• [Given task]
The records below must be transcribed exactly. Do not include the pictures.

- - -

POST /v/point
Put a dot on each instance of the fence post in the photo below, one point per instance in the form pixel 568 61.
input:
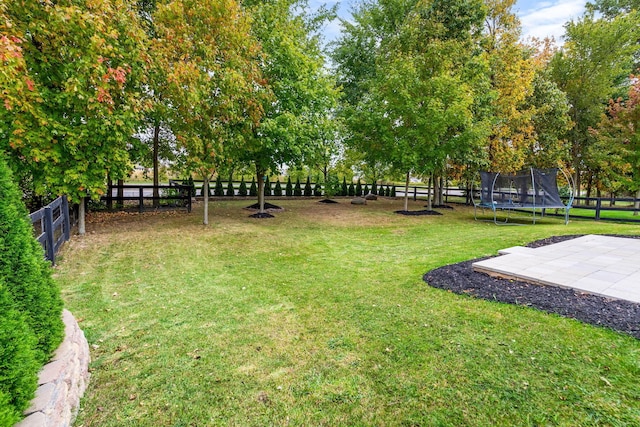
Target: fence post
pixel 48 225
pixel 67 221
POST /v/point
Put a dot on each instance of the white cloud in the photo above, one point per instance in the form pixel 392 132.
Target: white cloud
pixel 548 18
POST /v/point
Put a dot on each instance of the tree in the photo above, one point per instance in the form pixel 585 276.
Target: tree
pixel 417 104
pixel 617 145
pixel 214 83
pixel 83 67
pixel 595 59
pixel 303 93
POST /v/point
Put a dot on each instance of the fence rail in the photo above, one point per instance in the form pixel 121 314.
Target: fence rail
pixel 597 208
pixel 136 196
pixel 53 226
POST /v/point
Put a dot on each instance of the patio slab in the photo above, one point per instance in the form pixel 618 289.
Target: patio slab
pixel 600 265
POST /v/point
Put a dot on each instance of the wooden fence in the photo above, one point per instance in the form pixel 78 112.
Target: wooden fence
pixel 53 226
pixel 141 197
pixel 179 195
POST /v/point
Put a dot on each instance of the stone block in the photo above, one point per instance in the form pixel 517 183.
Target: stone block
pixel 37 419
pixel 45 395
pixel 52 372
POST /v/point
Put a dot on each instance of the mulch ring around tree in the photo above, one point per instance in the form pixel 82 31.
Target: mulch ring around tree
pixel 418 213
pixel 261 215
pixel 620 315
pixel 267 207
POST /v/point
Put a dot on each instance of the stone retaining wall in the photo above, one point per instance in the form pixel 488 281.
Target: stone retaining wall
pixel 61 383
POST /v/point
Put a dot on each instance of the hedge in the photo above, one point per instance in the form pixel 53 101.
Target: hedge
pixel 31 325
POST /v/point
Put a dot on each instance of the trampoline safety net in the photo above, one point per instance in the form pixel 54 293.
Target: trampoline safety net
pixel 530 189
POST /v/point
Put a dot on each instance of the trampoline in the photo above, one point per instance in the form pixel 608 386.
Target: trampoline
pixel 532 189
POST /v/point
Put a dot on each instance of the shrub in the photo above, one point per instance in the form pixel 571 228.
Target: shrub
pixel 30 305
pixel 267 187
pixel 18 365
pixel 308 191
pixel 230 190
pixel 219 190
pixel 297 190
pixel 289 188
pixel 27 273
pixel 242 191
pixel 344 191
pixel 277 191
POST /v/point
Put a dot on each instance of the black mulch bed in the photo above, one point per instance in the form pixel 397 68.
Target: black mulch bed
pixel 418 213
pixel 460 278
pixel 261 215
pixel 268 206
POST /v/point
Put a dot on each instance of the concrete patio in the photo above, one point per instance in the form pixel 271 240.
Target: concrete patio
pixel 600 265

- - -

• [Final result]
POST /v/point
Put a dot on each instance of the fence post in the photo below, one point per instance in the form pixel 568 61.
input:
Target: fence post
pixel 48 225
pixel 67 221
POST /v/point
Put a dot on each instance of the white cloud in the photo above, one point per instance in the form pixel 392 132.
Target: white cloud
pixel 548 18
POST /v/point
Put a dot on each instance of the tree in the photo above, one point per instance in the form pixel 585 276.
Target: tree
pixel 417 104
pixel 617 145
pixel 214 83
pixel 83 67
pixel 595 59
pixel 303 93
POST /v/point
Put a dot on each instance of the fence rail in the photo above, one point per instance in the form pixel 121 314.
Target: fence rail
pixel 597 208
pixel 136 196
pixel 53 226
POST /v/point
Put a dot on each instance of the patio slab in the photo above, one point per instance in the form pixel 618 289.
Target: patio slab
pixel 600 265
POST /v/point
Put a dot on each instance of the wooden fence in the photo above, one point per instance in the form pixel 78 112.
Target: wooden fence
pixel 53 226
pixel 141 197
pixel 179 195
POST /v/point
Put a dot on each instance of the stone block in the photo above, one point per instance in the form pixel 517 183.
Target: stone block
pixel 37 419
pixel 45 395
pixel 52 372
POST /v/point
Put a dot on each instance of the mulch ring around tree in the photo above, one point per instance in the form pixel 82 31.
Target: mulch ring around tree
pixel 418 213
pixel 261 215
pixel 620 315
pixel 267 207
POST /v/point
Put a dot on each instance of the stone retaining wall in the photo above, one point per instance in the form pixel 488 281.
Target: stone retaining wall
pixel 61 383
POST /v/point
Put a dot on each instance of the hedge in the photo above, one point per instance in the form pixel 53 101.
Target: hedge
pixel 31 325
POST /v/point
Put a dot on each instance of the trampoline safety net in the photo above, one point per instance in the form pixel 54 293.
Target: trampoline safety net
pixel 530 189
POST /v/point
Put a dot on each instance of the trampoline in the photo above, one point per instance in the form pixel 608 386.
Target: trampoline
pixel 532 189
POST /v/point
Put a dot on each instance of the shrub in the photo above, one point per instance in the form pixel 571 228.
Target: shrub
pixel 30 305
pixel 267 187
pixel 18 365
pixel 308 191
pixel 230 190
pixel 219 190
pixel 297 190
pixel 289 188
pixel 27 273
pixel 242 191
pixel 344 191
pixel 277 191
POST /v/point
Put a dot on each instance of the black mulch bed in the photo above, one point per instance in the form pixel 397 68.
Target: black mulch bed
pixel 418 213
pixel 460 278
pixel 261 215
pixel 268 206
POST /v/point
Put a dot on each instance of the concrete patio in the photo above, one point per instance in the form pixel 271 240.
Target: concrete patio
pixel 600 265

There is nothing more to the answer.